Point localization data
================
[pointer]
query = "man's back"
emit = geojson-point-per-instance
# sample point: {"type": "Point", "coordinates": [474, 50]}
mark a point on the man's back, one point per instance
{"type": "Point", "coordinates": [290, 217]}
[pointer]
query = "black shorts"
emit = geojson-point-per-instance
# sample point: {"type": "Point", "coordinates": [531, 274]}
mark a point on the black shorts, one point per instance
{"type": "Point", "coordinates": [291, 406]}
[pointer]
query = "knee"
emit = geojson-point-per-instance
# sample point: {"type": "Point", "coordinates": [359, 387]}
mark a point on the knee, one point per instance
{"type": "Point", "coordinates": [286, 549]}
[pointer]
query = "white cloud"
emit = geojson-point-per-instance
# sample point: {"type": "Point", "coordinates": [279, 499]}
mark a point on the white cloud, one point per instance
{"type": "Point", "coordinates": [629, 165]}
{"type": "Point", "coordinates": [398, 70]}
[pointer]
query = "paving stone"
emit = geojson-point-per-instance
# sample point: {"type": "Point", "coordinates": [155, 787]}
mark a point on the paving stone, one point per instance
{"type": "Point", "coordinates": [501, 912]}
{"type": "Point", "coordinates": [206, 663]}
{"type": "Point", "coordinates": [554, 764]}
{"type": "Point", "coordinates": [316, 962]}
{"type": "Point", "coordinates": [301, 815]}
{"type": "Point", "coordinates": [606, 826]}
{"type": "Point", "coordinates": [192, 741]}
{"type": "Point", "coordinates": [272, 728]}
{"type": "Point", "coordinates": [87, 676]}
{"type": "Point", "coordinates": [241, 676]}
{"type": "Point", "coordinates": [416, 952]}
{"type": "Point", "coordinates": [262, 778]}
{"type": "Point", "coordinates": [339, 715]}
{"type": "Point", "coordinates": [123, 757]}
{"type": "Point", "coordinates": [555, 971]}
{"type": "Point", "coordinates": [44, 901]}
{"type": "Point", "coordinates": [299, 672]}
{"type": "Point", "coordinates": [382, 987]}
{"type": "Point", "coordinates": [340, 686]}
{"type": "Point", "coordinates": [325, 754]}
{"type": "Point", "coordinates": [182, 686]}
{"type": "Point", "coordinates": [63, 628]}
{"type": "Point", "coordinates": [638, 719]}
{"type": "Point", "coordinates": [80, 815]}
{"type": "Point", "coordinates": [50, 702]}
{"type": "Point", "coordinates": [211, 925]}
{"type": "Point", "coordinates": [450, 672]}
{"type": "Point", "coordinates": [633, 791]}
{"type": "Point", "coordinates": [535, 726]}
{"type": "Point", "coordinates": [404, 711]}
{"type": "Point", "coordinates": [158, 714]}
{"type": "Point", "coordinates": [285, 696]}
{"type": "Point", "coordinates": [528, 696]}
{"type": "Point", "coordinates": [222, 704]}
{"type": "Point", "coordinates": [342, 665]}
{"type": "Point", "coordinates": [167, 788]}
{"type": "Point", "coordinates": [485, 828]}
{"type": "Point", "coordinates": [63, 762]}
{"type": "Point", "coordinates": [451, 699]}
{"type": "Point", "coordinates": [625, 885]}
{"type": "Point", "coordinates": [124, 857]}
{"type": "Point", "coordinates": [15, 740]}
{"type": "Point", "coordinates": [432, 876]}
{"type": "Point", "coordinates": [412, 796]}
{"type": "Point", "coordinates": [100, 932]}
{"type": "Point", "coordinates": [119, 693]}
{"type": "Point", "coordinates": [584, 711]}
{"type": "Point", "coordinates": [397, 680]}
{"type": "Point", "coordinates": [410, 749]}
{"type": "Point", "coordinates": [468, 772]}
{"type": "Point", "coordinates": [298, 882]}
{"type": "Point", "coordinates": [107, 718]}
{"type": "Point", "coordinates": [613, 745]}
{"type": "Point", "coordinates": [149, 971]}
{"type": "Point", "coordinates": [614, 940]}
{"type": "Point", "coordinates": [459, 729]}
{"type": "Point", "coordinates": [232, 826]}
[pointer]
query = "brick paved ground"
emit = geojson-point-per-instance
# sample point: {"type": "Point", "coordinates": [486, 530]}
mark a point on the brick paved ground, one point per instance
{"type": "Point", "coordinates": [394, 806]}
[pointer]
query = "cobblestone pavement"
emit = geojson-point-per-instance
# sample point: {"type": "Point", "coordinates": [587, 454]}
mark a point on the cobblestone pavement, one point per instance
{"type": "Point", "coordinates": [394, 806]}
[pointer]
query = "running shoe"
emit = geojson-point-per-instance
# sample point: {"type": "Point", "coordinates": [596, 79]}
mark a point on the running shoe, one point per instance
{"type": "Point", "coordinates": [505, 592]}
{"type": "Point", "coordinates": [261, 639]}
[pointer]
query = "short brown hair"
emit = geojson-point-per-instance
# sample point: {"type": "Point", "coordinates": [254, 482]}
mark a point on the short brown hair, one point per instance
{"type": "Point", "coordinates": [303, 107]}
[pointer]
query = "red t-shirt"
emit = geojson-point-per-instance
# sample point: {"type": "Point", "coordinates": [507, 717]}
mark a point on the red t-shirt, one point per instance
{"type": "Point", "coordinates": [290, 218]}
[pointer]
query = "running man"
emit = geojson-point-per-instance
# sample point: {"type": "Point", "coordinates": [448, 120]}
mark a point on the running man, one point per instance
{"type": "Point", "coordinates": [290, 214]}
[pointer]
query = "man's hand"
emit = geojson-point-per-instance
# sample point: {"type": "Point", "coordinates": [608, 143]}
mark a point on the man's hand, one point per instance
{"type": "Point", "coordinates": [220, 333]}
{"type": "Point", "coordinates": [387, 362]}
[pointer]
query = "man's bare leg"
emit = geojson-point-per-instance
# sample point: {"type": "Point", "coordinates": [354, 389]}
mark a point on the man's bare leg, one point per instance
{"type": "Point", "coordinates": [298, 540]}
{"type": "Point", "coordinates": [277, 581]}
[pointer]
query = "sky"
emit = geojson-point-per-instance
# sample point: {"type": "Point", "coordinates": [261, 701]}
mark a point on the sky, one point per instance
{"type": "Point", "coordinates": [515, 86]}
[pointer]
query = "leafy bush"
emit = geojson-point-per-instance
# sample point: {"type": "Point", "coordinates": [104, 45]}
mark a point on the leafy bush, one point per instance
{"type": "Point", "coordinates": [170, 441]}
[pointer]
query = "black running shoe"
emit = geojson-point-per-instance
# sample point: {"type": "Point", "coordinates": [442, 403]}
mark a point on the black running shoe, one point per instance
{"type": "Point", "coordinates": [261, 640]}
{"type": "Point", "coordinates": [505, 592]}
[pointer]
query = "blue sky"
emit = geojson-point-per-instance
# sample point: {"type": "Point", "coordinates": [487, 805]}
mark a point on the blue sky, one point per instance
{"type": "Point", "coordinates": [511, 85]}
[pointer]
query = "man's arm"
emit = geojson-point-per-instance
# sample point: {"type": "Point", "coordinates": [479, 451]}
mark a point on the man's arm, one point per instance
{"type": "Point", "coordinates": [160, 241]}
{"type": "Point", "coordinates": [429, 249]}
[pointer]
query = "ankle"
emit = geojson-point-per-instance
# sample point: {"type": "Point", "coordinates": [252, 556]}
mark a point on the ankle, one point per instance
================
» **Instructions for the task**
Tell me how many lines of the records include the word "ankle", and say nothing else.

» **Your response**
2